- Excerpted text:
========================
Yesterday, ManuBansal posts on iitk.questions.unix:

Manu Bansal wrote:
> Another Gentoo loyal turned away.
> All I wanted to do was to upgrade to Valknut-3.8 from 3.7. dclib won't
> compile, and I wouldn't know why. Nobody would know why. Then suddenly,
> working on a project one day, it would occur to me that probably new code
> wouldn't compile with my relatively old gcc. And I would decide to upgrade
> gcc. I wouldn't know why the system is not using the newer gcc, and then,
> not being that noob, I would unmerge the old gcc, in the hope that the new
> gcc would come in effect. It still wouldn't, so I would update environment
> etc, but that wouldn't help either. And then I would take the plunge,
> without knowing that I was about to, and reboot. And nothing would work
> anymore! All applications would bail out for missing glibc. So I would
> realize I've lost glibc, and apps were compiled against the old one. So I
> would again try to emerge the old one, and even python would complain for
> the lib! Wow! That IS stranded. Then, and only then, would I get to know
> that there's a full Gentoo gcc upgrade guide.
========================
Annotation items:
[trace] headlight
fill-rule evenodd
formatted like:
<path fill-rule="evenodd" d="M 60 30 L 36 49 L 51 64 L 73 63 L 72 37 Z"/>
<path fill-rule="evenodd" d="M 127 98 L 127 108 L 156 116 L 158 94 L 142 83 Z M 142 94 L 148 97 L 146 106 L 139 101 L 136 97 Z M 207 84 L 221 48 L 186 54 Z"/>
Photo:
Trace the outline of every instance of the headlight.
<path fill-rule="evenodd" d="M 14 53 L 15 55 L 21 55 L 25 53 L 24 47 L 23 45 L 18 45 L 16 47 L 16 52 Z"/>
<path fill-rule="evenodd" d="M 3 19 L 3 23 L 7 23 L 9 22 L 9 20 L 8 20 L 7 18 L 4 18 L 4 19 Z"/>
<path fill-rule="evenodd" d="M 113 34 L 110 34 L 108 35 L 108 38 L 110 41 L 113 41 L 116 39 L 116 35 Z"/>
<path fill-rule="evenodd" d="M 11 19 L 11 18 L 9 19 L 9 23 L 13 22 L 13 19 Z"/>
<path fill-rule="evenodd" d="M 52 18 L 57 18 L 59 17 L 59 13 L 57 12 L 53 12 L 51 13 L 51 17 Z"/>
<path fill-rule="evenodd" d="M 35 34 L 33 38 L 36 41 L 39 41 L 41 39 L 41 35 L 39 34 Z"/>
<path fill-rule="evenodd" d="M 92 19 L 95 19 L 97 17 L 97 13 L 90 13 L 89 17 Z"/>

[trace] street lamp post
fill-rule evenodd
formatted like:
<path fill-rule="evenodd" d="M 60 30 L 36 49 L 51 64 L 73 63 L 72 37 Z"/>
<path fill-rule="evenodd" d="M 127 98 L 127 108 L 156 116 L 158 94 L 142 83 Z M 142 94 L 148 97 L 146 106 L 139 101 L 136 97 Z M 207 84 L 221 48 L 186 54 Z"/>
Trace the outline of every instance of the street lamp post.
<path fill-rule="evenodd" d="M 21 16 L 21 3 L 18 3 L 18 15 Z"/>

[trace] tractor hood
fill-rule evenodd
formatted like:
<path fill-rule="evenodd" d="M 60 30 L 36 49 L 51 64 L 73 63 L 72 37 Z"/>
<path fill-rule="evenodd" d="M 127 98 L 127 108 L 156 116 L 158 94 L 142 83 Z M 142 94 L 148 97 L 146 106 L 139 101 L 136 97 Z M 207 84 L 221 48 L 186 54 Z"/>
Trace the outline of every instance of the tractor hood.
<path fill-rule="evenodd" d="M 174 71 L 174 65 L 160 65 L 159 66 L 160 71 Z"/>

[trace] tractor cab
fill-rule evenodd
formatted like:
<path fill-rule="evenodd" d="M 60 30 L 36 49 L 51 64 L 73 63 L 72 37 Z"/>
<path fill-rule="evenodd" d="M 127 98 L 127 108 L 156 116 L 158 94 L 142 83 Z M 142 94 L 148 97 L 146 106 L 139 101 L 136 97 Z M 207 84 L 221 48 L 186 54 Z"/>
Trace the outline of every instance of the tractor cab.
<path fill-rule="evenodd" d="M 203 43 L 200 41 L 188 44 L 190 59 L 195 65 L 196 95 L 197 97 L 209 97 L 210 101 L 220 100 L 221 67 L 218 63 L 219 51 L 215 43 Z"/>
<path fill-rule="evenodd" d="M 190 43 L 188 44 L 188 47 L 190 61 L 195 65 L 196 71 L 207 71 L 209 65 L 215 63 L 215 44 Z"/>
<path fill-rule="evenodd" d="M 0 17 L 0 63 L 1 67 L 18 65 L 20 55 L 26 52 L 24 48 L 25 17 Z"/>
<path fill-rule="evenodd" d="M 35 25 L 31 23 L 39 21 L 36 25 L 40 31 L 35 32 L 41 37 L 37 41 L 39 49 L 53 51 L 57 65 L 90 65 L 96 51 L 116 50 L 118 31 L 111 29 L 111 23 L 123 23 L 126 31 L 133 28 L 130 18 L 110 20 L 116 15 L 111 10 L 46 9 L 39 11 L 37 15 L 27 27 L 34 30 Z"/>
========================
- Work to do:
**a)** According to the Gentoo upgrade post, which version of Valknut was the writer trying to upgrade to?
**b)** Carry on the post about the Gentoo upgrade from its final sentence.

- Task-by-task outputs:
**a)** Valknut-3.8, upgrading from 3.7.

**b)**
> That I was able to put back my system did have a good effect - it raised
> my confidence in my hack-debug-skills. But then what would I do?
> An "emerge -eav system" and then "emerge -eav world". And then I will
> realize ebuilds for half of my packages don't exist anymore!
> I'm still not saying Gentoo package management is bad. But is it useful at
> all? A system which CAN benefit from compile optimization benefits would
> die compiling packages before they can be used. A system that can compile
> fast doesn't need those optimizations. And even the never-beatable
> dependency management goes for a ride when you upgrade 200 packages (half
> of them being kde) at a go. And gcc upgrade remains dirty - all it has is
> some suite of grep-based scripts, in addition to usual emerge.
> If one has still to upgrade all 100-200 packages, wouldn't bins/rpms be
> better?
> "Murphy's Law of Gentoo installation: If a compile can fail, it will."
> -- source:
> What is it called? Ubuntu? Or Fedora? ...
> Manu.

And you know what? I forgot to mention the funniest idea they have in
emerge - once in a while, a package emerge would beep for 10 seconds,
trying to draw your attention to a super-important message about a followup
action to the installation, maybe even something like "follow the gcc
upgrade guide". And that will happen in a compile of 4 hours on a P4 with
abundant RAM, after which the compile will spit enough to drive out the
message from display cache. Do they expect us to sit and stare at the
compile all this while?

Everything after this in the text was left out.